What the exercise asks
Print each line exactly, beginning with the one where "# mark a point" appears and ending at the last line below.

Dataset content
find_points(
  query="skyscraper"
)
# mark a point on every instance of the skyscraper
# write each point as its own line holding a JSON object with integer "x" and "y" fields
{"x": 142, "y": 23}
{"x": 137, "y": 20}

Reply to the task
# mark a point on every instance of the skyscraper
# write each point as its own line holding a JSON object with integer "x" and "y" fields
{"x": 142, "y": 23}
{"x": 137, "y": 20}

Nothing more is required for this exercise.